## [Task objective]
Show each line below that contains the string "trim", treating uppercase and lowercase letters as distinct.

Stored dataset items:

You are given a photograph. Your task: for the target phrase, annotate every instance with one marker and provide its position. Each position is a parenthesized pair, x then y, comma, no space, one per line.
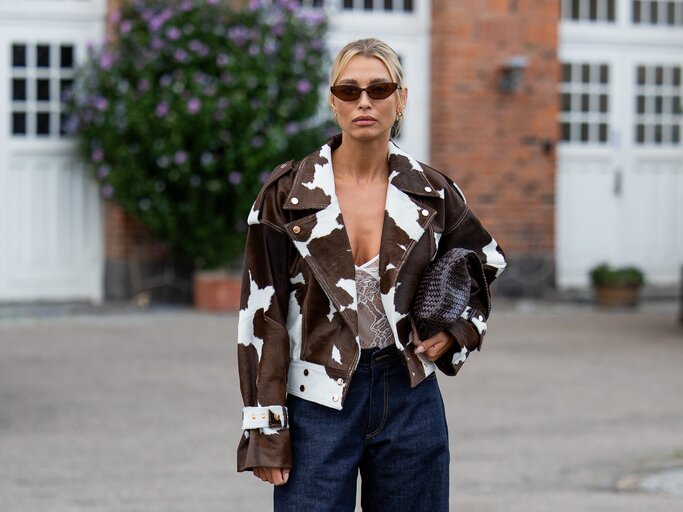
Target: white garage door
(50,213)
(620,163)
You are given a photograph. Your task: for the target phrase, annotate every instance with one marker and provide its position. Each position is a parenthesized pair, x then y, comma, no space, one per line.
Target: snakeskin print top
(373,325)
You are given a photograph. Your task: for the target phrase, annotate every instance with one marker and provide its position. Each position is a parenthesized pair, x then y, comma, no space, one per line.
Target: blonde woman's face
(365,118)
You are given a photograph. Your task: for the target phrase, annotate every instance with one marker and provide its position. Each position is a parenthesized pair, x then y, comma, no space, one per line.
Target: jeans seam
(384,413)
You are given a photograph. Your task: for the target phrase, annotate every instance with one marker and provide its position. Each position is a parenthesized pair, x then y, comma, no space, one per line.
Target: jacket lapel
(321,237)
(405,221)
(322,240)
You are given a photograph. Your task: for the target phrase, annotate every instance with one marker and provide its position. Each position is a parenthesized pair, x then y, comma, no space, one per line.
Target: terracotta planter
(617,296)
(216,290)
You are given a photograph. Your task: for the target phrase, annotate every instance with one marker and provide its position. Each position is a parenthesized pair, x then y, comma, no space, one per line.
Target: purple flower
(238,34)
(101,104)
(193,105)
(106,191)
(143,85)
(106,61)
(303,86)
(103,171)
(156,23)
(162,109)
(180,157)
(173,33)
(235,177)
(180,55)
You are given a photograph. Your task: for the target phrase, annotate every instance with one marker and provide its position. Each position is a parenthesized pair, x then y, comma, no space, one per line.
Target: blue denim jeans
(395,435)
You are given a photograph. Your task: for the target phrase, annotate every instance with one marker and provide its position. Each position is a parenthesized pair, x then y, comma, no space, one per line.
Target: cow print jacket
(298,325)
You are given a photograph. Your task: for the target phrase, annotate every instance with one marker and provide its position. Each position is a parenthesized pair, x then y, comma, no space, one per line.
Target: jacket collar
(321,236)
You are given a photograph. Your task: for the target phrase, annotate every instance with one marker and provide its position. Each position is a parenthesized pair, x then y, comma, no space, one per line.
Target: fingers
(434,347)
(275,476)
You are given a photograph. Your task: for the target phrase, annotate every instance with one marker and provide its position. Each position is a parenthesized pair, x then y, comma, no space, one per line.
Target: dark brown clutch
(444,291)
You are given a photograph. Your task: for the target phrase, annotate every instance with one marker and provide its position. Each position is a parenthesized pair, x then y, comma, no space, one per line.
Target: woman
(333,377)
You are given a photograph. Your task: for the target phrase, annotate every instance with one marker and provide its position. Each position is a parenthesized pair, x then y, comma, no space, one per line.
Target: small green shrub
(606,275)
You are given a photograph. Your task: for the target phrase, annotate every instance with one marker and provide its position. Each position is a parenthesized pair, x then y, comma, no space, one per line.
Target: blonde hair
(372,48)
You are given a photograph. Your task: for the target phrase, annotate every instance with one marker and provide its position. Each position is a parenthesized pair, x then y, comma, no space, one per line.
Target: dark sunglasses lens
(381,91)
(346,92)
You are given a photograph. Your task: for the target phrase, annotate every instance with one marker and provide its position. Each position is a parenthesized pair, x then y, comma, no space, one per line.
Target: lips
(364,120)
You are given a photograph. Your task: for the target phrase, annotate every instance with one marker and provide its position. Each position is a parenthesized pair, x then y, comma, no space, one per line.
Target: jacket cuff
(258,449)
(271,417)
(467,339)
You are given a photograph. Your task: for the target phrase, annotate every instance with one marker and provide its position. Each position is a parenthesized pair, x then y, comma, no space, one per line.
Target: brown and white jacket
(298,324)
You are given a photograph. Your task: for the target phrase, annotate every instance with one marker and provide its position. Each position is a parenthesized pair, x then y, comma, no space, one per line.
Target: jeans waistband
(377,355)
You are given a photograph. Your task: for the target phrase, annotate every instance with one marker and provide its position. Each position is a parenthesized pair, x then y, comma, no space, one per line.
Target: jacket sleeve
(263,347)
(467,232)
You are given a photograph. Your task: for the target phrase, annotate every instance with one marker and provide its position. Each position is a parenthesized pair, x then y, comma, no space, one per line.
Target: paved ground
(129,411)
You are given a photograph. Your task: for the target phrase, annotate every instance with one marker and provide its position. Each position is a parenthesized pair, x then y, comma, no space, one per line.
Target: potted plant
(616,287)
(184,113)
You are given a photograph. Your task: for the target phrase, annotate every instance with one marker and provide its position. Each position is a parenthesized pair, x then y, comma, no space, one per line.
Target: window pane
(640,133)
(19,89)
(18,123)
(566,72)
(43,123)
(64,86)
(66,56)
(19,55)
(43,89)
(566,132)
(566,102)
(640,104)
(43,56)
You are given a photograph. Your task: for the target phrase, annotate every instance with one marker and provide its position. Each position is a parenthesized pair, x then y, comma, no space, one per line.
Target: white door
(403,25)
(50,213)
(620,162)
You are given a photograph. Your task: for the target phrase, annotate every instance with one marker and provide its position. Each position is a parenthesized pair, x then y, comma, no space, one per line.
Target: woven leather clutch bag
(444,291)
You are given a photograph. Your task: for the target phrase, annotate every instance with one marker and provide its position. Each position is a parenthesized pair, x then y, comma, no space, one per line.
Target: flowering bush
(185,113)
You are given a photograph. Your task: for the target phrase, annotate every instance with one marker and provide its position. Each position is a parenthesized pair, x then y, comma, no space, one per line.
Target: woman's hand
(433,347)
(276,476)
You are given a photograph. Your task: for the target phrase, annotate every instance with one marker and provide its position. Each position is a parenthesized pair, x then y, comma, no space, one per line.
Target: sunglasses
(378,91)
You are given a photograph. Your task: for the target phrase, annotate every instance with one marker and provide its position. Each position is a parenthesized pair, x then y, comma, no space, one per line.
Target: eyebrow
(353,81)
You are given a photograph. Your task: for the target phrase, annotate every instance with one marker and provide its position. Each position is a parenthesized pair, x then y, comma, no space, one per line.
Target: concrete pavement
(140,411)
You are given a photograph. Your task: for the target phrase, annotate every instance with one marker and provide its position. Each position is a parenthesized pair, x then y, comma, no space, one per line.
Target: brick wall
(499,147)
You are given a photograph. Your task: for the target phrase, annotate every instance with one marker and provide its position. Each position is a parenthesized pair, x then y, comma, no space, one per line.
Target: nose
(364,100)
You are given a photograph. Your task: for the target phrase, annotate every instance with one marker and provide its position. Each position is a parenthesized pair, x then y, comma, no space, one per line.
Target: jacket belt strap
(273,416)
(477,319)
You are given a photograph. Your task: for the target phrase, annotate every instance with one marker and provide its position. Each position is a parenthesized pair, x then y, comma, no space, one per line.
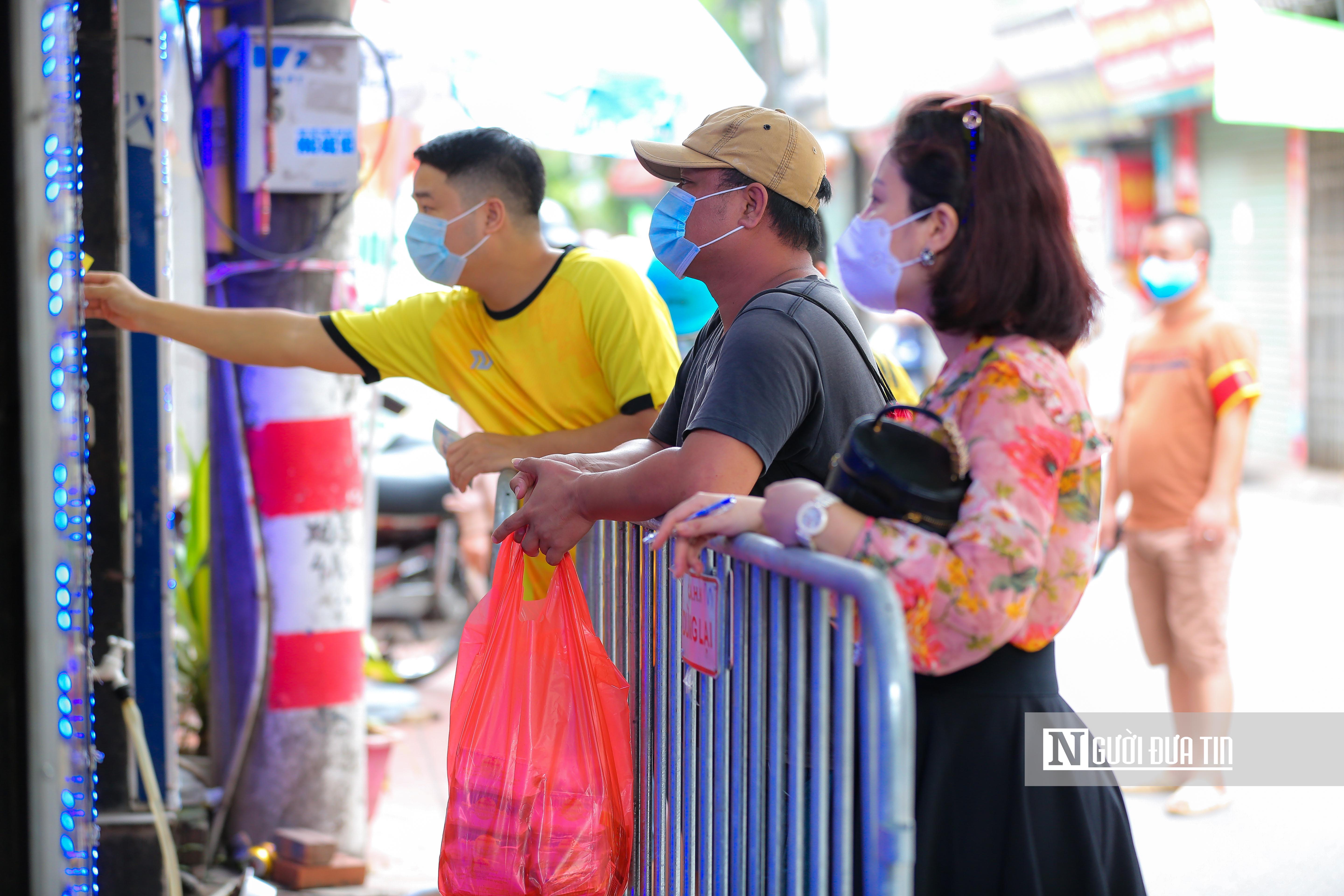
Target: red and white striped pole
(307,768)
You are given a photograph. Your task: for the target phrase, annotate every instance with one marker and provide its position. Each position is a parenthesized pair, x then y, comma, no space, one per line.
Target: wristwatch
(812,519)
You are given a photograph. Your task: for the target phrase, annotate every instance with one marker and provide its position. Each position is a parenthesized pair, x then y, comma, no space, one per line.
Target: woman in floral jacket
(968,228)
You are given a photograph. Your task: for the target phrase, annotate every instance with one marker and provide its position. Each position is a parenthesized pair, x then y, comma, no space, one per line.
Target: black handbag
(892,471)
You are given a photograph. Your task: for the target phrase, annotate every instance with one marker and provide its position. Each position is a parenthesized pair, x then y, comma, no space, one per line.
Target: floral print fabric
(1015,565)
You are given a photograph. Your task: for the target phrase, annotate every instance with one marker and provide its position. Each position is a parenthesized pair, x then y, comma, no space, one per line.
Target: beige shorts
(1181,598)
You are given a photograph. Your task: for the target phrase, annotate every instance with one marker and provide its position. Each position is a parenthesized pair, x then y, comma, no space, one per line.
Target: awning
(1276,68)
(585,76)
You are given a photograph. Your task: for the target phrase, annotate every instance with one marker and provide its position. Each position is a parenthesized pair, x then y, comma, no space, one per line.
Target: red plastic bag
(539,774)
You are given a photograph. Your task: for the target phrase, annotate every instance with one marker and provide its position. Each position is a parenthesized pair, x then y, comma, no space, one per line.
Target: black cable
(341,206)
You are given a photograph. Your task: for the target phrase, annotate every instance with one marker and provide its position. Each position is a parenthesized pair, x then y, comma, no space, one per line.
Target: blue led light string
(62,171)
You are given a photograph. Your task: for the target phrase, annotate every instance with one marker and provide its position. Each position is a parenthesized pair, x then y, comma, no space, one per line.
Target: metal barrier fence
(792,772)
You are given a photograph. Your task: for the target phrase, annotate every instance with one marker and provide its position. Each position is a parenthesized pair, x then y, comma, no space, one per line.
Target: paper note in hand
(444,437)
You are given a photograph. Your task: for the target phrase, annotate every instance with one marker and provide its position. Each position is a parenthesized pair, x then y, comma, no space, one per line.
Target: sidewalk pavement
(1284,624)
(1285,620)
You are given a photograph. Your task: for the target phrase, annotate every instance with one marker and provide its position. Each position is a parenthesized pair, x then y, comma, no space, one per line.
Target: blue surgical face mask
(868,268)
(667,230)
(433,260)
(1167,281)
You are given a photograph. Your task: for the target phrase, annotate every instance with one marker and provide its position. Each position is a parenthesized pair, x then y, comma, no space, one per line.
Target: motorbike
(423,592)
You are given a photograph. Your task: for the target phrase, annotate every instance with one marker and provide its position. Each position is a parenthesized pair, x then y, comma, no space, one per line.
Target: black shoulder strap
(873,369)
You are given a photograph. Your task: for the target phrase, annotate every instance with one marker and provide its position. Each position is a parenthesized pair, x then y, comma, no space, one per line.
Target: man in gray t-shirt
(784,381)
(773,379)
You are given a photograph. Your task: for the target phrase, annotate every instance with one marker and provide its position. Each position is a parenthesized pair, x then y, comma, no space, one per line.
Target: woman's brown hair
(1014,266)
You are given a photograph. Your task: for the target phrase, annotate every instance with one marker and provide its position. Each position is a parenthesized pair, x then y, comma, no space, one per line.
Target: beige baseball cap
(764,144)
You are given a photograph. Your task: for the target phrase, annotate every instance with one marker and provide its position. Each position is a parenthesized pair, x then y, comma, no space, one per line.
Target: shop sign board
(1152,48)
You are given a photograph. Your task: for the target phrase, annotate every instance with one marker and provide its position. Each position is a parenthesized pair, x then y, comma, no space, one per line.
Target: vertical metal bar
(722,733)
(819,780)
(756,632)
(741,723)
(668,735)
(843,733)
(776,809)
(795,848)
(690,750)
(638,660)
(709,760)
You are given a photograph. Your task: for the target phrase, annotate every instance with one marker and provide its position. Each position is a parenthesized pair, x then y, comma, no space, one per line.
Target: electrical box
(315,77)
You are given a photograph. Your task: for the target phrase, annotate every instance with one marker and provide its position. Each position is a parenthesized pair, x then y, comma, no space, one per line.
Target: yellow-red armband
(1232,385)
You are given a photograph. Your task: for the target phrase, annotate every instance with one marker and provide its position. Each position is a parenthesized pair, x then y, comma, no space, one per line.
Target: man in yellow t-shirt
(550,351)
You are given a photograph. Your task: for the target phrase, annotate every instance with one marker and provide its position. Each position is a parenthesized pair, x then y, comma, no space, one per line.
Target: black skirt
(979,831)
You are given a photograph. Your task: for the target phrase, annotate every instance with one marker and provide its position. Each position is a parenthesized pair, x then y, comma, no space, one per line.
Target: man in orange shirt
(1190,385)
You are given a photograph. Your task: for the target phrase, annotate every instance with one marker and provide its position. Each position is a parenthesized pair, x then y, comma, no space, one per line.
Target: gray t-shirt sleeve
(665,428)
(765,385)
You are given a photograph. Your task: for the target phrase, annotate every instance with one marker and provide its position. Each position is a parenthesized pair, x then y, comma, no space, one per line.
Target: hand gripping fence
(794,770)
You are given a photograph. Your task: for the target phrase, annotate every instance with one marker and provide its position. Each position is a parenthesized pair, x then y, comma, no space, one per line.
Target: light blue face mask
(1169,281)
(433,260)
(667,230)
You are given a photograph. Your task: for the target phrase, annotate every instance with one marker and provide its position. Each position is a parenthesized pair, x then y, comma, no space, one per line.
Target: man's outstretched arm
(599,444)
(566,502)
(261,336)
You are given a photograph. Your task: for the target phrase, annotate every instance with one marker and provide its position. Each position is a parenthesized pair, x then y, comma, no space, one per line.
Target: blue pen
(707,511)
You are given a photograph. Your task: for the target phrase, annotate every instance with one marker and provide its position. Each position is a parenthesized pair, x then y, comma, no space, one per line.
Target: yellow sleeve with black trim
(898,381)
(631,331)
(394,340)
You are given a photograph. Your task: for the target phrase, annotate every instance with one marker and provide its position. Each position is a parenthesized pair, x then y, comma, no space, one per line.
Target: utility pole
(296,434)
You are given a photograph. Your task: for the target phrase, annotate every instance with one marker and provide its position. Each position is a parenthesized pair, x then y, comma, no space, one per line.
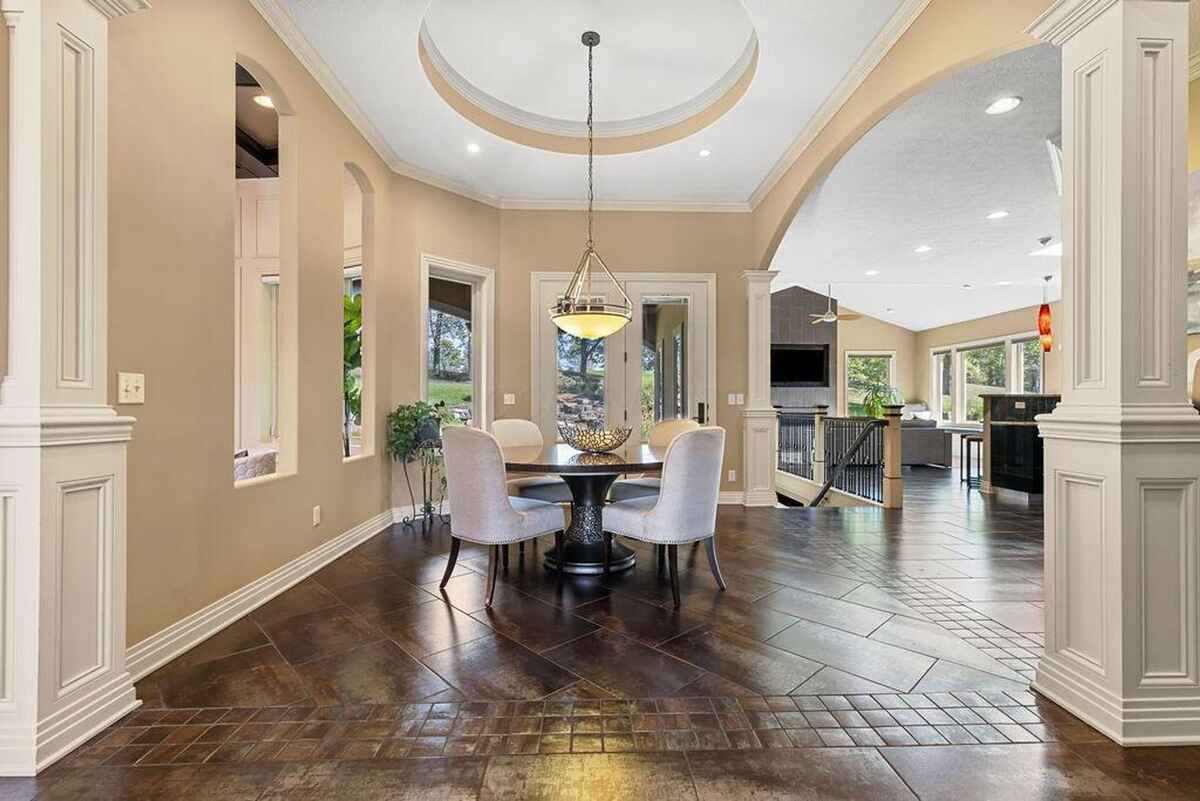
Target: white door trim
(483,327)
(539,277)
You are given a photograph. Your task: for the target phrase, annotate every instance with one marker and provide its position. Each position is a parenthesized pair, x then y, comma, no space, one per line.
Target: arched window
(264,287)
(358,377)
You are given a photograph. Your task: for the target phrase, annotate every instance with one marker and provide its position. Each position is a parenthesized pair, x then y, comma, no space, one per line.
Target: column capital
(113,8)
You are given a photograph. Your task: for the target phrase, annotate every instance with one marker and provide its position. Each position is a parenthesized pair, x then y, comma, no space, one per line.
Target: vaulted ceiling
(737,78)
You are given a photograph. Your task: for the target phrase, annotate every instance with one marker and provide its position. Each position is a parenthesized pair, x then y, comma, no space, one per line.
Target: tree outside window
(985,371)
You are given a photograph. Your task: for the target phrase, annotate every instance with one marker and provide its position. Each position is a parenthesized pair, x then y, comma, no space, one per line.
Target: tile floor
(858,654)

## [Full output]
Target: yellow sleeve with black trim
Target: white door trim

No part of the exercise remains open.